▸ TRY IT
Repeat each line of the material exactly.

▸ DATA TO PROCESS
==*==
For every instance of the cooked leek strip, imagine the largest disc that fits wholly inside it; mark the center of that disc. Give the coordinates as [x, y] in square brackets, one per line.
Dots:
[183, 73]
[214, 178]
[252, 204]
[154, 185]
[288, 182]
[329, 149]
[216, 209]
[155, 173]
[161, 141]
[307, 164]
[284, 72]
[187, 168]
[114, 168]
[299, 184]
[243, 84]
==*==
▸ RESULT FOR THIS TASK
For every instance of the cooked leek strip, imagine the largest disc that fits wholly inside it; mark the center of that disc. Give the coordinates as [x, y] in square brackets, one per line.
Dots:
[183, 73]
[214, 178]
[252, 204]
[154, 185]
[288, 182]
[329, 149]
[216, 209]
[155, 173]
[161, 141]
[307, 164]
[284, 72]
[187, 168]
[114, 168]
[299, 184]
[243, 84]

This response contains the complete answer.